(SOURCE MATERIAL Opens)

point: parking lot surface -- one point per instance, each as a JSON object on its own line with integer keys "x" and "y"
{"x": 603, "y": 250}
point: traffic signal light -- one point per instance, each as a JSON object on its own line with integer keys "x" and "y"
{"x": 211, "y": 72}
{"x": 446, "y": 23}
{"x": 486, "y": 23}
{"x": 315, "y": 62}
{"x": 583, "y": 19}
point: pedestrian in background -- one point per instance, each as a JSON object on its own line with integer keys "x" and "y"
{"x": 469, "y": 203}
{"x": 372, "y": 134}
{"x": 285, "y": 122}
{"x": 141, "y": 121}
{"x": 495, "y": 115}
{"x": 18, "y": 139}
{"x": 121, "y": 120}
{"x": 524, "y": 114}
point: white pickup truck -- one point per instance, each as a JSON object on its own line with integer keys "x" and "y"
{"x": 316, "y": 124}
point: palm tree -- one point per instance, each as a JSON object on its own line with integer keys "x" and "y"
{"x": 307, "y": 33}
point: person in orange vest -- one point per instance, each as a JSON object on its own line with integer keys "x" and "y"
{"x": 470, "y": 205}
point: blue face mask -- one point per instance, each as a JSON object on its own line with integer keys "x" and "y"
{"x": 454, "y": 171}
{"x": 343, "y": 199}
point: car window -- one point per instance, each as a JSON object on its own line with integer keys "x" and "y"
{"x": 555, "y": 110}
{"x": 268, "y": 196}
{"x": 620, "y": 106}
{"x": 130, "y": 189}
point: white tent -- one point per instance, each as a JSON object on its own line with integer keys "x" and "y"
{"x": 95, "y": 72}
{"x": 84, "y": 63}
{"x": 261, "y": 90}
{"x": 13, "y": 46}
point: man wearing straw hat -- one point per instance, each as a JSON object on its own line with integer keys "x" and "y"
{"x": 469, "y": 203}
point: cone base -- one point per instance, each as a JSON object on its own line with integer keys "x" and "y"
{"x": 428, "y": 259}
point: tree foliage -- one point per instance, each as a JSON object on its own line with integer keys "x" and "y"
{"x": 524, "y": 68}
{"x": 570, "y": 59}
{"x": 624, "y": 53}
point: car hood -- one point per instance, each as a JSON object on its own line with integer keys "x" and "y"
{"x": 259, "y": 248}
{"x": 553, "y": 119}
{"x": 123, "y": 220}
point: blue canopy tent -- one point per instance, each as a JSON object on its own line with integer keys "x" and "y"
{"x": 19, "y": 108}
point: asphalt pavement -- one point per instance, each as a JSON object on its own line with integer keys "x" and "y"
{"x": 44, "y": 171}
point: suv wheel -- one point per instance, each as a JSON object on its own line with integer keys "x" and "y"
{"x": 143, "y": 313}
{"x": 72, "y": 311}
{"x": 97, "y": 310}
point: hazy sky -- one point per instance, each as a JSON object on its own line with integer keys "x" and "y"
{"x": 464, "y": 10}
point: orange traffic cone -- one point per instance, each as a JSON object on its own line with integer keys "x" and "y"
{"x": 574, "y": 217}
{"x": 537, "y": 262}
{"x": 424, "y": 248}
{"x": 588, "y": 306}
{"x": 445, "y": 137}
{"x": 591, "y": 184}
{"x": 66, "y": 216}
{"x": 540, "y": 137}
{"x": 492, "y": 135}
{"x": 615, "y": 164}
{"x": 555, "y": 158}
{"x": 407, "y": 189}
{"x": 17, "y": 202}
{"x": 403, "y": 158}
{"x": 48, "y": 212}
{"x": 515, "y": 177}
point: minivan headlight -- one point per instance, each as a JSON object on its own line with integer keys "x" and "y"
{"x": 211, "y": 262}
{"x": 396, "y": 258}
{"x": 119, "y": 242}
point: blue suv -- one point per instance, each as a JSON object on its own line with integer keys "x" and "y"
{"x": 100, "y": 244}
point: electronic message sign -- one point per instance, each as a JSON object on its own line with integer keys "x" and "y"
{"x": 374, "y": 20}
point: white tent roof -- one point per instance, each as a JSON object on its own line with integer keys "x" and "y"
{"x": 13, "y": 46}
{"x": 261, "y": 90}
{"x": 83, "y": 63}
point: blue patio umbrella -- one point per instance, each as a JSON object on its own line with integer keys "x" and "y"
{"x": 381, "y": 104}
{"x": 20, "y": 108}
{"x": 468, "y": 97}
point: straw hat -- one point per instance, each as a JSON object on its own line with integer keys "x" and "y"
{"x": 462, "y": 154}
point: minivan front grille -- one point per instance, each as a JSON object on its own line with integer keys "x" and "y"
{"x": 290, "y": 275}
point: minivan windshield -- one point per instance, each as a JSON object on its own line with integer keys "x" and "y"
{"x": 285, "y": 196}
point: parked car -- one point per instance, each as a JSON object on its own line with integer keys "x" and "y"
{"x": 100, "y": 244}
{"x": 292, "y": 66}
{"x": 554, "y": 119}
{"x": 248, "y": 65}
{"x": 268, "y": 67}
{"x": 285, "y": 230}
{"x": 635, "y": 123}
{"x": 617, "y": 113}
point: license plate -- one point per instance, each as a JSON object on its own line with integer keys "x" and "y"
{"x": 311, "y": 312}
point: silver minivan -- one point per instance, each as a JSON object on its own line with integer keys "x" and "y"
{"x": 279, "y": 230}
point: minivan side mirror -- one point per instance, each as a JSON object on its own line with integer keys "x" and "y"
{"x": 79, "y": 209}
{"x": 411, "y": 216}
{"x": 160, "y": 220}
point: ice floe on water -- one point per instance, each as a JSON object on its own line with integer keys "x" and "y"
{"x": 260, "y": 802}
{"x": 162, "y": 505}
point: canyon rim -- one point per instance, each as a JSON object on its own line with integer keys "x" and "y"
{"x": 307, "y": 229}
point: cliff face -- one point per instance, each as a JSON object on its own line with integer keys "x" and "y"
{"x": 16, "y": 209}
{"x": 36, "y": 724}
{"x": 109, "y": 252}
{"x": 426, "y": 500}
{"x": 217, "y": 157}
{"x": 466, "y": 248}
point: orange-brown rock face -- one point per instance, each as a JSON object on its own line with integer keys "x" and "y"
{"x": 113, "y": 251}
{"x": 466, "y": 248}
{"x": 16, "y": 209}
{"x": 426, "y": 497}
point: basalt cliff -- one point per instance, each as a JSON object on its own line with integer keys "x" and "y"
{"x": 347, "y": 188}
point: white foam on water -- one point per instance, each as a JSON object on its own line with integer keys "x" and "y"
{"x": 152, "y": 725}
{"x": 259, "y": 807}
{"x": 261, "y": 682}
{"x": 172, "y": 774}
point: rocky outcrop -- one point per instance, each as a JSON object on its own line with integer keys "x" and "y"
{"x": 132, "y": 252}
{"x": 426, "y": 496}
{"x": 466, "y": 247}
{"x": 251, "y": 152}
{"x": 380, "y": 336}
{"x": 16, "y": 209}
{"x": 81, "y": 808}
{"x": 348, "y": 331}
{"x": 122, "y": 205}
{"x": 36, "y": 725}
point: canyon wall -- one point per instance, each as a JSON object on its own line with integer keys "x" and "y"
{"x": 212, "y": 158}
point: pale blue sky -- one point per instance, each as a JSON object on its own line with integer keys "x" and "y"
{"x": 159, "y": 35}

(SOURCE MATERIAL Closes)

Retype all the records, matching them exactly.

> [SOLUTION TO THE EXERCISE]
point: parking lot surface -- one point per instance, each as a JSON object on its own line with integer keys "x" and "y"
{"x": 603, "y": 250}
point: traffic signal light -- one point per instance, each as a JSON object on its own line with integer keys "x" and "y"
{"x": 211, "y": 72}
{"x": 446, "y": 23}
{"x": 486, "y": 23}
{"x": 315, "y": 62}
{"x": 583, "y": 19}
point: pedestrian in background -- one point per instance, each as a JSON object on its own line with integer keys "x" and "y"
{"x": 469, "y": 203}
{"x": 372, "y": 134}
{"x": 285, "y": 122}
{"x": 141, "y": 121}
{"x": 495, "y": 115}
{"x": 18, "y": 139}
{"x": 121, "y": 120}
{"x": 524, "y": 114}
point: white pickup truck -- one point per instance, each as a JSON object on its own line with integer keys "x" and "y"
{"x": 316, "y": 124}
point: palm tree -- one point per instance, each as a JSON object on its own line with integer keys "x" and "y"
{"x": 307, "y": 33}
point: person in orange vest -- one point per instance, each as a JSON object on its own line with integer keys "x" and "y"
{"x": 470, "y": 205}
point: blue face mask -- one point per instance, each as a JSON object on its own line with integer keys "x" and "y"
{"x": 454, "y": 171}
{"x": 343, "y": 199}
point: car window -- one point per instance, each as a JSON object on its own line with integer keys "x" and "y"
{"x": 555, "y": 110}
{"x": 268, "y": 196}
{"x": 620, "y": 106}
{"x": 130, "y": 189}
point: white tent -- one point per instance, each as a JSON object on its own line with integer keys "x" and "y"
{"x": 95, "y": 72}
{"x": 84, "y": 63}
{"x": 261, "y": 90}
{"x": 13, "y": 46}
point: man wearing straw hat -- one point per instance, each as a JSON object on its own line with integer keys "x" and "y"
{"x": 469, "y": 203}
point: cone base -- one point per instance, each as a JSON object on its own line with integer keys "x" and "y"
{"x": 428, "y": 259}
point: tree foliage -- one point per instance, each as a JSON object on its own line with integer keys "x" and "y"
{"x": 524, "y": 68}
{"x": 570, "y": 59}
{"x": 624, "y": 53}
point: car hood -- one point per instance, each as a JSON object on its own line with integer keys "x" and "y"
{"x": 259, "y": 248}
{"x": 553, "y": 119}
{"x": 123, "y": 220}
point: blue canopy tent -- one point per instance, each as a JSON object on its own line with integer keys "x" and "y"
{"x": 19, "y": 108}
point: asphalt pavement -- one point per instance, each as a JSON object on its own line with integer keys "x" and "y"
{"x": 44, "y": 171}
point: suv wheel -- one point per instance, each as a JSON object on its own line with integer keys "x" and "y"
{"x": 143, "y": 313}
{"x": 72, "y": 311}
{"x": 97, "y": 310}
point: hazy sky -- one point per instance, each as a JSON object on its own line with integer keys "x" and "y"
{"x": 464, "y": 10}
point: orange traffic cone -- one point per instance, each as a JSON object on its own line with integer keys "x" and "y"
{"x": 574, "y": 217}
{"x": 537, "y": 262}
{"x": 424, "y": 248}
{"x": 588, "y": 306}
{"x": 445, "y": 137}
{"x": 591, "y": 184}
{"x": 66, "y": 216}
{"x": 540, "y": 137}
{"x": 492, "y": 135}
{"x": 615, "y": 164}
{"x": 555, "y": 158}
{"x": 407, "y": 189}
{"x": 17, "y": 202}
{"x": 403, "y": 158}
{"x": 48, "y": 212}
{"x": 515, "y": 177}
point: minivan headlight -- one point per instance, each as a JSON object on its own line with integer keys "x" and "y"
{"x": 211, "y": 262}
{"x": 396, "y": 258}
{"x": 119, "y": 242}
point: blue suv -- one point per instance, each as a JSON object on its own line with integer keys "x" and "y"
{"x": 100, "y": 244}
point: electronic message sign -- one point per instance, each as a JSON object on its own line with integer keys "x" and "y"
{"x": 374, "y": 20}
point: white tent roof -- one point per instance, each as a JSON object on its own line with integer keys "x" and "y"
{"x": 13, "y": 46}
{"x": 261, "y": 90}
{"x": 83, "y": 63}
point: blue patio umbrella -- one point per instance, each as a JSON object on its own line with integer keys "x" and "y"
{"x": 381, "y": 104}
{"x": 20, "y": 108}
{"x": 468, "y": 97}
point: straw hat -- one point per instance, each as a JSON object on its own line with integer keys "x" and "y"
{"x": 462, "y": 154}
point: minivan front grille -- one point per instance, each as a JSON object on its own line with integer keys "x" and "y"
{"x": 290, "y": 275}
point: minivan windshield -- one point per instance, each as a JSON object on its own line with integer keys "x" and "y"
{"x": 285, "y": 196}
point: parked car -- one point per instance, each as a JSON object on its own line with integer keys "x" and "y"
{"x": 100, "y": 244}
{"x": 292, "y": 66}
{"x": 554, "y": 119}
{"x": 248, "y": 65}
{"x": 268, "y": 67}
{"x": 285, "y": 230}
{"x": 635, "y": 123}
{"x": 617, "y": 113}
point: license plate -- one point per instance, each as a JSON object on its own line with integer keys "x" and "y"
{"x": 311, "y": 312}
point: silver minivan -- one point per instance, each as a JSON object on its own line with integer keys "x" and "y"
{"x": 279, "y": 230}
point: minivan side mirror -- one point per instance, each as a JSON object on its own line with integer keys "x" and "y"
{"x": 79, "y": 209}
{"x": 411, "y": 216}
{"x": 160, "y": 220}
point: ice floe on water -- one point per instance, each as a JSON object on its own line with integer keys "x" and "y"
{"x": 260, "y": 802}
{"x": 162, "y": 505}
point: canyon rim -- one point per instance, each as a JSON object on its own line with integer keys "x" and "y"
{"x": 307, "y": 229}
point: cliff face -- one point per instance, each as a JSON object on its own line with integer keys "x" and "y"
{"x": 16, "y": 209}
{"x": 36, "y": 724}
{"x": 109, "y": 252}
{"x": 426, "y": 500}
{"x": 217, "y": 157}
{"x": 466, "y": 248}
point: orange-brown rock face -- one point per instance, each as a JSON object on its own line with integer keys "x" and "y"
{"x": 113, "y": 251}
{"x": 466, "y": 248}
{"x": 16, "y": 209}
{"x": 426, "y": 497}
point: basalt cliff -- one point per instance, each as a JSON object on its own line with integer keys "x" and "y"
{"x": 347, "y": 188}
point: white foam on water -- one point per instance, each as a JSON object on its own line with integer keys "x" and "y"
{"x": 152, "y": 725}
{"x": 259, "y": 807}
{"x": 261, "y": 682}
{"x": 172, "y": 774}
point: rocky outcrop -- one point per instance, each as a JSON object on its own line with integer keys "x" and "y"
{"x": 132, "y": 252}
{"x": 426, "y": 496}
{"x": 466, "y": 247}
{"x": 251, "y": 152}
{"x": 380, "y": 336}
{"x": 16, "y": 209}
{"x": 81, "y": 808}
{"x": 348, "y": 331}
{"x": 122, "y": 205}
{"x": 36, "y": 725}
point: canyon wall -- one point per instance, each as a JSON object on its own line with integer keys "x" and "y"
{"x": 212, "y": 158}
point: pale blue sky -- one point per instance, each as a JSON object on its own line with integer keys "x" and "y"
{"x": 159, "y": 35}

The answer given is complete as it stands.